- [Required action A]
From the forum thread, return the passage from "https://www.nexdata.ai/industries/generative-ai" up to and including "theory of mind.".
- [Required action B]
In the forum thread, whose communications team would have been consulted about putting a pelican in the I/O keynote?

- [Provided text]
[Start of Attachment]
Comment by toraway
8 days ago
Huh? AI labs are routinely spending millions to billions to various 3rd party contractors specializing in creating/labeling/verifying specialized content for pre/post-training.
This would just be one more checkbox buried in hundreds of pages of requests, and compared to plenty of other ethical grey areas like copyright laundering with actual legal implications, leaking that someone was asked to create a few dozen pelican images seems like it would be at the very bottom of the list of reputational risks.
How do you think who's in on that? Not only pelicans, I mean, the whole thing. CEOs, top researchers, select mathematicians, congressmen? Does China participate in maintaining the bubble?
I, myself, prefer the universal approximation theorem and empirical finding that stochastic gradient descent is good enough (and "no 'magic' in the brain", of course).
Well, since we're all talking about sourcing training material to "benchmaxx" for social proof, and not litigating the whole "AI bubble" debate, just the entire cottage industry of data curation firms:
https://scale.com/data-engine
https://www.appen.com/llm-training-data
https://www.cogitotech.com/generative-ai/
https://www.telusdigital.com/solutions/data-for-ai-training/...
https://www.nexdata.ai/industries/generative-ai
---
P.S. Google Comms would have been consulted re putting a pelican in the I/O keynote :-)
https://x.com/simonw/status/1924909405906338033
Cool. At least they are working across the board and benchmaxing random things like the theory of mind.
[End of Attachment]
- [Supplied material]
[Start of Attachment]
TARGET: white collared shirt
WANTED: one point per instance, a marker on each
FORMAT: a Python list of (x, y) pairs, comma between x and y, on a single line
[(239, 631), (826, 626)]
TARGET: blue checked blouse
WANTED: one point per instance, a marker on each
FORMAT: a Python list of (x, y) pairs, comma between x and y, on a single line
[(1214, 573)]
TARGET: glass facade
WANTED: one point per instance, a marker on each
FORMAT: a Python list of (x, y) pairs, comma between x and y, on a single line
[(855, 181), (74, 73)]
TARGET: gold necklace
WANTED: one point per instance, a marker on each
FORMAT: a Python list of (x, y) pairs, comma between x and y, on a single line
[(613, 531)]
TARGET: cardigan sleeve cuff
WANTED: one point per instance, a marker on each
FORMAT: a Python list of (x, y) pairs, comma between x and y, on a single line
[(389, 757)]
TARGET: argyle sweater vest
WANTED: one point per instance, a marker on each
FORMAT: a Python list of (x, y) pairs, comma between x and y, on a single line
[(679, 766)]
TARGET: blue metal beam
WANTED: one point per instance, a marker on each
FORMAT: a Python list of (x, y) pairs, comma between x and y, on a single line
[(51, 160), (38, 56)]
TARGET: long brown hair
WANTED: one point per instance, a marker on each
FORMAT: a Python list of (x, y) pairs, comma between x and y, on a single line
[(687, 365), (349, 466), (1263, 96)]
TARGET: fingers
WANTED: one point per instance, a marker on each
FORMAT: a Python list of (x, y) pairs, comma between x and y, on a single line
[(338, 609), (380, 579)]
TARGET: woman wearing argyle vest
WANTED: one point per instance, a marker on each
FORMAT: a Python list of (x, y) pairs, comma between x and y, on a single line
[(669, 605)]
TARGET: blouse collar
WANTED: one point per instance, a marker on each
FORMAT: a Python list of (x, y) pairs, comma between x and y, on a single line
[End of Attachment]
- [Response A]
https://www.nexdata.ai/industries/generative-ai
---
P.S. Google Comms would have been consulted re putting a pelican in the I/O keynote :-)
https://x.com/simonw/status/1924909405906338033
Cool. At least they are working across the board and benchmaxing random things like the theory of mind.

- [Response B]
Google Comms.